- _Aufgabenliste_:
a: In welcher Fachzeitschrift erschienen laut dem Text über Seepferdchen die Ergebnisse der Studie?
b: Schreibe den Text über Seepferdchen im Anschluss an seinen letzten Satz weiter.

- _Angezeigter Text_:
*-*-*

Wie Seepferdchen seit 25 Millionen Jahren die Weltmeere erobern
Eine Forschungskooperation zwischen der Universität Konstanz und Teams aus China untersuchte mit dem bislang größten Genom-Datensatz von Seepferdchen die Bedeutung von Strömungen für deren Evolution und Verbreitung
Seepferdchen sind ausgesprochen schlechte Schwimmer. Umso erstaunlicher ist, dass sie in allen Weltmeeren zu Hause sind. Eine Gruppe von Wissenschaftlerinnen und Wissenschaftlern hat auf der Grundlage von fast 360 Seepferdchen-Genomen untersucht, wie sich diese besonderen Fische weltweit so erfolgreich ausbreiten konnten. Mithilfe eines daraus erstellten Stammbaums von 21 Arten konnte sie die Verbreitungswege der Seepferdchen über die Weltmeere rekonstruieren und nachvollziehen, wo und wann neue Arten entstanden sind. Der internationalen Forschungskooperation mit Beteiligung der Arbeitsgruppe des Evolutionsbiologen Prof. Dr. Axel Meyer von der Universität Konstanz und Wissenschaftlerinnen und Wissenschaftler aus China und Singapur gelang es, mit dem bislang größten Datensatz zu Seepferdchen-Genomen auch Faktoren zu identifizieren, die den entwicklungsbiologischen Erfolg der Seepferdchen ausmachen: schnelle Anpassungsfähigkeit und große genetische Variabilität. Die Ergebnisse wurden am 17. Februar 2021 in Nature Communications veröffentlicht.
Seepferdchenarten der Gattung Hippocampus entstanden vor zirka 25 Millionen Jahren im Indopazifik aus den Seenadeln, ihren nächsten Verwandten. Während diese zumeist noch relative gut schwimmen können, haben Seepferdchen sowohl die Bauch- wie auch die Schwanzflossen verloren und stattdessen einen Greifschwanz ausgebildet, mit dem sie sich zum Beispiel an Seegras oder Korallen festhalten. Sie haben sich früh in zwei Hauptgruppen aufgeteilt. „Eine Gruppe ist mehr oder weniger vor Ort geblieben, während die andere die Welt erobert hat“, beschreibt es Dr. Ralf Schneider, inzwischen Postdoktorand am Helmholtz-Zentrum für Ozeanforschung in Kiel, der als Mitarbeiter des Lehrstuhls von Axel Meyer an der Studie beteiligt war. In der Heimatregion im Indopazifik konnten sich die vor Ort gebliebenen Arten aufgrund einer speziellen Insellandschaft diversifizieren, während die anderen ihren Weg nach Afrika, Europa und Amerika nahmen und sich schließlich im Pazifik ausgebreiteten.

*-*-*

- _Angezeigte Informationen_:
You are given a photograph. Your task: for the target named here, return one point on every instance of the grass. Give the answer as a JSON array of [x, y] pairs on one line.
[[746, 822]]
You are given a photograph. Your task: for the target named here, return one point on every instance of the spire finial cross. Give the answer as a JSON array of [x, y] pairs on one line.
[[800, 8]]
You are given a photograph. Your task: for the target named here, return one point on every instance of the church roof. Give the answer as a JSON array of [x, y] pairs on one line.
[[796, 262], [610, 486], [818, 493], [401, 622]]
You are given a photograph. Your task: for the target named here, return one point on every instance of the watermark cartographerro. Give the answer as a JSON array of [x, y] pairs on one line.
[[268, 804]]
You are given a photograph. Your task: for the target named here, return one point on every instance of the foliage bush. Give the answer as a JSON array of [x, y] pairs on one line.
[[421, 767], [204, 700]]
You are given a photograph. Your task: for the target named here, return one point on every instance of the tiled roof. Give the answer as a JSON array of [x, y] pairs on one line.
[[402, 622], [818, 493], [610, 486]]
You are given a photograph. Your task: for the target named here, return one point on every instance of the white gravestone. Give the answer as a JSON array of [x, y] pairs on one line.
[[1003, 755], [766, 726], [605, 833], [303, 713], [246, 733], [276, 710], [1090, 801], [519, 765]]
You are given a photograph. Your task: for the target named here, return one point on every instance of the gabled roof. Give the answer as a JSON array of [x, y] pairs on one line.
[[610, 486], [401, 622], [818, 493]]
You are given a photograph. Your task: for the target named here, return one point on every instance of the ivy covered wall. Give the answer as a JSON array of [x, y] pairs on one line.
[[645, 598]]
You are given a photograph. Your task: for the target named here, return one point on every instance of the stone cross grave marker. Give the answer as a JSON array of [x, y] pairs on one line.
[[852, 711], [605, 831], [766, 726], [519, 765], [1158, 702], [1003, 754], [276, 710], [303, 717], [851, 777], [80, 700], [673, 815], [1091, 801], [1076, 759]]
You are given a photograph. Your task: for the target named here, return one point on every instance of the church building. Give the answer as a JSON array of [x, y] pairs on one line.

*-*-*

- _Schriftliche Antworten_:
a: In Nature Communications.

b:
Auf Flößen die Meere erobern
Die besonders große Datenmenge, welche für diese Studie gesammelt wurde, erlaubte es dem Forschungsteam, einen besonders zuverlässigen Seepferdchen-Stammbaum zu erstellen, wodurch die Verwandtschaftsverhältnisse ermittelt wurden und die Ausbreitungswege der Seepferdchen über die ganze Welt nachvollzogen werden konnten. Der Evolutionsbiologe Schneider: „Vergleicht man die Verwandtschaftsverhältnisse mit den Meeresströmungen, erkennt man, dass Seepferdchen durch diese Strömungen quer durch die Weltmeere gespült wurden.“ Werden sie zum Beispiel durch Stürme ins offene Meer getragen, halten sie sich mit ihrem Greifschwanz an allem fest, was sie finden können, wie zum Beispiel abgerissene Algen oder Baumstämme. Hier können die Tiere lange überleben. Die Strömungen tragen diese „Flöße“ oft hunderte Kilometer über das Meer, bevor sie irgendwo angespült werden, die Seepferdchen absteigen und ein neues Zuhause gefunden haben.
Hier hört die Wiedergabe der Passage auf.